Und schallgedämmt is mein Gehäuse auch noch... 

Aber wahrscheinlich weisst du besser wie laut mein Rechner ist...sitzt ja jeden Tag daneben...


----------



## schlappe89 (7. Februar 2010)

*AW: Netzteillüfter runter regeln*

Die neue BeQuiet Serie hat nen leiseren Lüfter aber ich hör das 530W Be Quiet in meinem Rechner nur wenn ich mitm Ohr drangeh ;D


----------



## esszett (7. Februar 2010)

*AW: Netzteillüfter runter regeln*

@taz... das woertchen "wohl" in meiner aussage impliziert eine vermutung, keine feststellung... daher: selbstverstaendlich kann ich lediglich vermuten, dass jemand, der bewares problem nicht nachvollziehen kann, lautere restkomponenten im system verbaut hat - d.h., lauter als das eigene netzteil und auch lauter als bewares systemkomponenten... ob dem so ist, interessiert allerdings genauso wenig wie die aeuszerung des nichtnachvollziehens, weil damit das problem auch weiterhin nicht geloest wird 

grueSZe


----------



## KeKs (2. September 2011)

* _Aufgabenstellung_
(1) Aktualisieren Sie im Auszug die Passage beginnend mit „## esszett (7.“ und weiter bis „(2. September 2011)“, indem Sie „vermutung“ durch „annahme“ ersetzen.
(2) Übertragen Sie folgenden Satz aus dem Auszug ins Englische: „Die neue BeQuiet Serie hat nen leiseren Lüfter aber ich hör das 530W Be Quiet in meinem Rechner nur wenn ich mitm Ohr drangeh ;D“
(3) Welche Leistung hat laut dem Auszug das Be-Quiet-Netzteil im Rechner von schlappe89?

* _Datenauszug_

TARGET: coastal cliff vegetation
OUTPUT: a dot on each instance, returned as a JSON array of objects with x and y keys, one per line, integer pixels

* _Lösungen_
(1)
## esszett (7. Februar 2010)

*AW: Netzteillüfter runter regeln*

@taz... das woertchen "wohl" in meiner aussage impliziert eine annahme, keine feststellung... daher: selbstverstaendlich kann ich lediglich vermuten, dass jemand, der bewares problem nicht nachvollziehen kann, lautere restkomponenten im system verbaut hat - d.h., lauter als das eigene netzteil und auch lauter als bewares systemkomponenten... ob dem so ist, interessiert allerdings genauso wenig wie die aeuszerung des nichtnachvollziehens, weil damit das problem auch weiterhin nicht geloest wird 

grueSZe


----------



## KeKs (2. September 2011)

(2) The new BeQuiet series has a quieter fan, but I only hear the 530W Be Quiet in my computer when I put my ear right up to it ;D

(3) 530 W